The aim of the technique presented in this study is to avoid the complications associated with use of bulky metalwork, such as pain and high revision rates, while maintaining high resistance to tensile abductor forces, which is not achieved with use of sutures alone (Table 2). The polyethylene–polyester weave whip stitch suture provides a reliable method for soft tissue repair, and fixation with looped and tensioned cerclage tapes tackles the issue of secure tendon attachment to the bone. Use of cerclage wires, tied in a figure of eight fashion, additionally strengthens the construct and provides bone-to-bone fixation. As a result, the system allows for a strong fixation, while maintaining low bulk to avoid soft tissue irritation and persistent pain. The efficiency of this technique is backed up by the results of this study, which demonstrated low levels of post-operative complications such as metalwork failure or the need for metalwork removal, at the same time demonstrating good abductor function in over 75% of the patients.
In conclusion, the above technique offers an alternative to conventional abductor repair techniques, providing a strong fixation while aiming to reduce some of the commonly encountered complications.
+ + +
## Parts of the exercise
• A. Write out the passage on abductor repair word for word between "In conclusion, the" and "commonly encountered complications.", inclusive.
• B. Extend the passage on abductor repair by writing what comes next after its final sentence.
The items that come next are separate material and are not part of the abductor repair passage.
+ + +
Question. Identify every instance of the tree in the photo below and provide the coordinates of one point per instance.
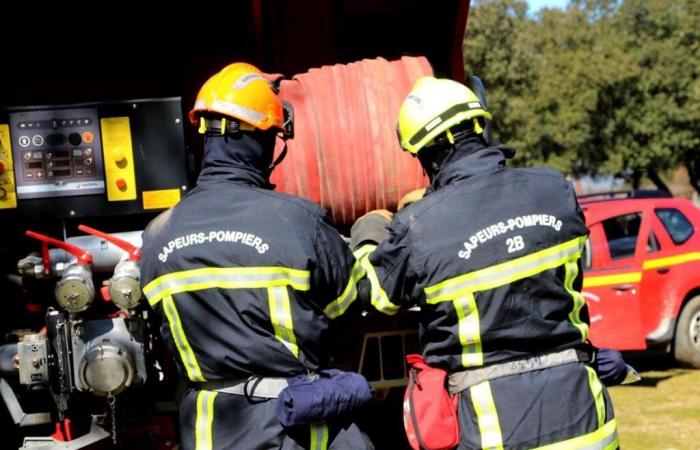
(603, 87)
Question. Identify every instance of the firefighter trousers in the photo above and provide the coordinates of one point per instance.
(565, 407)
(217, 421)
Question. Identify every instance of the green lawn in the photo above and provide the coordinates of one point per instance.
(660, 412)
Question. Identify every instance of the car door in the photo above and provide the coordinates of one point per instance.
(611, 284)
(666, 272)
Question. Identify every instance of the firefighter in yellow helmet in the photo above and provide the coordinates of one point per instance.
(247, 282)
(492, 257)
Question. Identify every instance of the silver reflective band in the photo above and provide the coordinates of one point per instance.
(510, 268)
(225, 277)
(459, 381)
(267, 387)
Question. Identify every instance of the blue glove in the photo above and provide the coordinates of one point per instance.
(333, 393)
(610, 366)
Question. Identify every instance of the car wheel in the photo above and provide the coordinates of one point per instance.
(687, 342)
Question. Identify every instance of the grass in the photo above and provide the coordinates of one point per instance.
(662, 411)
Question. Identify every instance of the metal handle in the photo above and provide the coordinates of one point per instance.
(133, 251)
(84, 257)
(624, 287)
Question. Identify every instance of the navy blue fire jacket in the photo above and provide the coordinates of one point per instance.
(491, 255)
(246, 279)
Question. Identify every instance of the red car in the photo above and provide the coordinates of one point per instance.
(642, 273)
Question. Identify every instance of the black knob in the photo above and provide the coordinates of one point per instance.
(75, 139)
(56, 139)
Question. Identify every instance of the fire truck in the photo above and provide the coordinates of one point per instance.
(93, 146)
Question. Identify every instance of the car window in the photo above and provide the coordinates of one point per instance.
(586, 256)
(653, 244)
(678, 226)
(621, 233)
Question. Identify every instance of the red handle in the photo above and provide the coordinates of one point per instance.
(84, 257)
(133, 251)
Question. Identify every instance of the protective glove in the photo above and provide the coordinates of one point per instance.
(610, 366)
(411, 197)
(329, 395)
(370, 228)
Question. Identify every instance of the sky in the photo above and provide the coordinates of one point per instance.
(536, 5)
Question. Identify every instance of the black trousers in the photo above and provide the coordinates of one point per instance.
(216, 421)
(566, 404)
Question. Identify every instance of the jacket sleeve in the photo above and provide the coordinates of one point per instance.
(336, 272)
(390, 279)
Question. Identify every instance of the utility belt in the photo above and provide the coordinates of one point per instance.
(460, 381)
(253, 386)
(302, 399)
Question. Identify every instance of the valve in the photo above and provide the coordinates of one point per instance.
(124, 287)
(75, 290)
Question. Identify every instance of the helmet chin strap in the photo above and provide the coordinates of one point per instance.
(281, 156)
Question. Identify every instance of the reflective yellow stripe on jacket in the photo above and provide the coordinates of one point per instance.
(205, 419)
(460, 291)
(338, 306)
(379, 298)
(274, 279)
(225, 278)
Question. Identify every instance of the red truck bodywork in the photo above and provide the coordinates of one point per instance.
(635, 296)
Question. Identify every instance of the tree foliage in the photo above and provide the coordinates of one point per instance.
(602, 87)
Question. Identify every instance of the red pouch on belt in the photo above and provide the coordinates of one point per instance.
(429, 412)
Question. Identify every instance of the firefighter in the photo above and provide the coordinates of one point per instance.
(246, 280)
(492, 257)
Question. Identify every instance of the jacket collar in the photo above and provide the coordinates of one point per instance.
(468, 162)
(240, 160)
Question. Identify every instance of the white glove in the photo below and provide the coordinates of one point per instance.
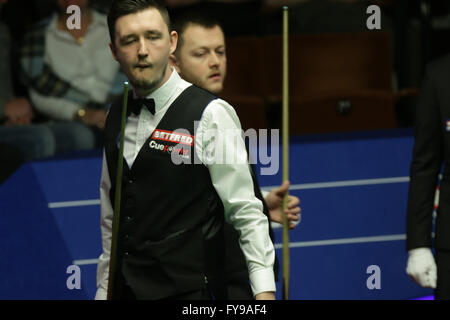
(421, 267)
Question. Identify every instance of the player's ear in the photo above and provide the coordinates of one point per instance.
(174, 62)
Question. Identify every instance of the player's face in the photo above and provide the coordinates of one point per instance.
(202, 59)
(142, 47)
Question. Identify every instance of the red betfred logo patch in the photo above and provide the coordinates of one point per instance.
(172, 136)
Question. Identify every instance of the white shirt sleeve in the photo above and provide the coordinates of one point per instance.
(53, 107)
(220, 146)
(106, 229)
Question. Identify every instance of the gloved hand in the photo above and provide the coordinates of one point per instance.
(421, 267)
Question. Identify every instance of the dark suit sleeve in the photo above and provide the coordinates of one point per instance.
(425, 166)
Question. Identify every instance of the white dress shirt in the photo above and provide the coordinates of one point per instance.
(232, 182)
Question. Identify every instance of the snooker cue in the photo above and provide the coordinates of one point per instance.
(116, 217)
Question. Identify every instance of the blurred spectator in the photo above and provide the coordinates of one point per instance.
(237, 17)
(71, 75)
(19, 141)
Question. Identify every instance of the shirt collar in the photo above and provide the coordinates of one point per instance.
(163, 93)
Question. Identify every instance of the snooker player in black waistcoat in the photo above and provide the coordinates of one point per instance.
(201, 59)
(170, 241)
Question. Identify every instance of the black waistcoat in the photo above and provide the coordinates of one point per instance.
(171, 220)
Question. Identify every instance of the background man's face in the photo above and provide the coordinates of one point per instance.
(64, 4)
(202, 59)
(142, 47)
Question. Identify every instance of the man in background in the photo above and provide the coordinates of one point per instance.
(200, 58)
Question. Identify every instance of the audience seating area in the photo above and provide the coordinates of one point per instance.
(337, 82)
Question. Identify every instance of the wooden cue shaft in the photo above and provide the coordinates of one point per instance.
(116, 218)
(285, 128)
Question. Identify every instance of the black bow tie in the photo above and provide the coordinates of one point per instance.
(135, 105)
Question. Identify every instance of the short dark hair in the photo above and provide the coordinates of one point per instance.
(120, 8)
(198, 17)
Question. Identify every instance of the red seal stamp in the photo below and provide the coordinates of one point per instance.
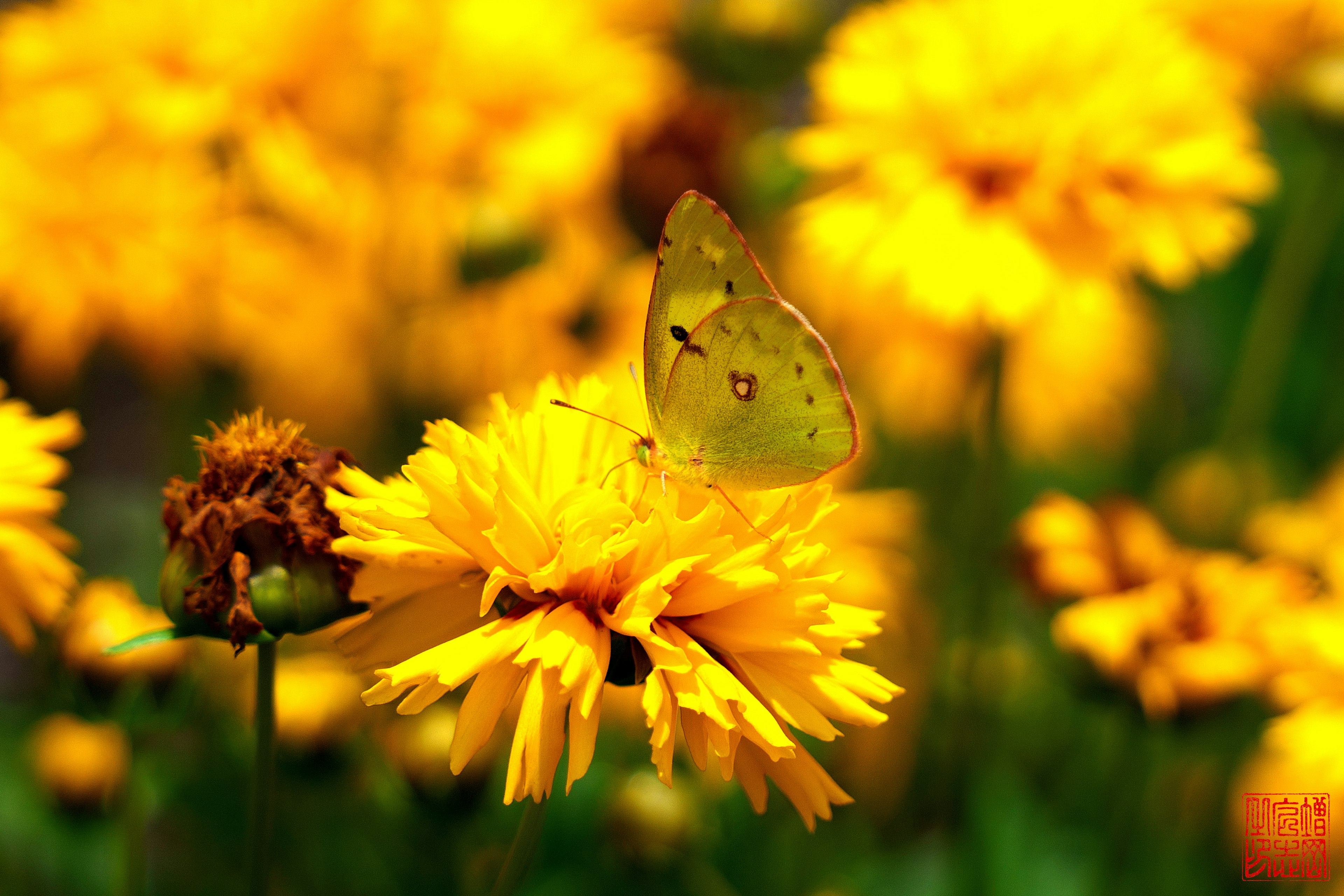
+ + +
## Responses to the tasks
• A.
In conclusion, the above technique offers an alternative to conventional abductor repair techniques, providing a strong fixation while aiming to reduce some of the commonly encountered complications.

• B.
Study Limitations
The limited sample size of 17 makes firm conclusions difficult to draw. Moreover, indications were varied, with the technique being applicable to a broad number of pathologies with a heterogenous patient cohort. This supports the wide-ranging efficacy of the technique but makes the external application of the study results more challenging. This is a proof-of-concept study; thus, it forms the basis for further, wider-reaching research into this novel technique. Given the small sample size, further sub-group analysis is of limited value. In relation to outcome measures, the primary end-point was bony union or tendon healing; going forward, comparisons between groups with validated outcome cores are required.
5. Conclusions
Abductor tendon or GT fractures around hip prosthesis remain a challenging pathology to manage. The magnitude of the abductor-deforming force results in bony fixation often failing. Gaining control of the abductor tendon and neutralising the deforming forces is not possible with metalwork fixation only. Soft tissue repair is weakened by poor methods to hold the sutures with limited real estate for bony anchors. We present a novel combined greater trochanter, abductor tendon augmentation repair (GTATA) with both soft tissue and bony repair. This technique overcomes the shortcomings of many of the hitherto described interventions addressing both aspects of the injury, obviating the need for bulky metalwork. In this single-centre cohort, we demonstrated high rates of union and improved long-term mobilisation.